*Problem:*
For each entry, restate it word for word while omitting any image it holds.

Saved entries
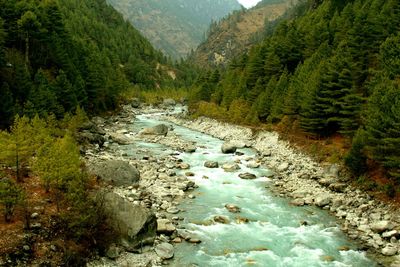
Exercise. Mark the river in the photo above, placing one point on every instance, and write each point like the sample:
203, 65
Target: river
268, 230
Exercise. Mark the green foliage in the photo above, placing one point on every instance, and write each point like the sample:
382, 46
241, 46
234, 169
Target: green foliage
356, 158
56, 55
335, 68
10, 196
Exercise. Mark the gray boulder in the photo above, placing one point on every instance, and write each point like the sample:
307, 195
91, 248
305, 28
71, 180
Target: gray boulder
228, 148
86, 137
322, 200
134, 224
135, 103
381, 226
116, 172
121, 139
211, 164
230, 167
247, 176
160, 129
165, 251
165, 226
169, 102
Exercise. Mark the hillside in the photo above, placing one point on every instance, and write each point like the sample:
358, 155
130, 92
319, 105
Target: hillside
331, 72
235, 34
58, 54
174, 26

*Your solution:*
Exercise. Mark the river in the photo above, placing one point on every instance, and write each point like the sample:
203, 65
Target: river
268, 230
Exercise. Mark the green foliage in the photo above, placing one point on every instance, and write each point like the sample:
382, 46
241, 46
234, 169
Target: green foliage
356, 158
56, 55
335, 68
10, 196
Exercise. Mark the gray boulder in the photo above, placing one point on every instance, and write each point like the sample:
307, 195
91, 248
305, 28
71, 180
Target: gray boulder
228, 148
86, 137
322, 200
134, 224
135, 103
381, 226
116, 172
121, 139
211, 164
230, 167
247, 176
160, 129
165, 251
165, 226
169, 102
Exercise. Mark the hillside in the photo above, placing one point on every instance, and write each point like the sample:
358, 155
130, 92
319, 105
Target: hillside
331, 72
235, 34
58, 54
174, 26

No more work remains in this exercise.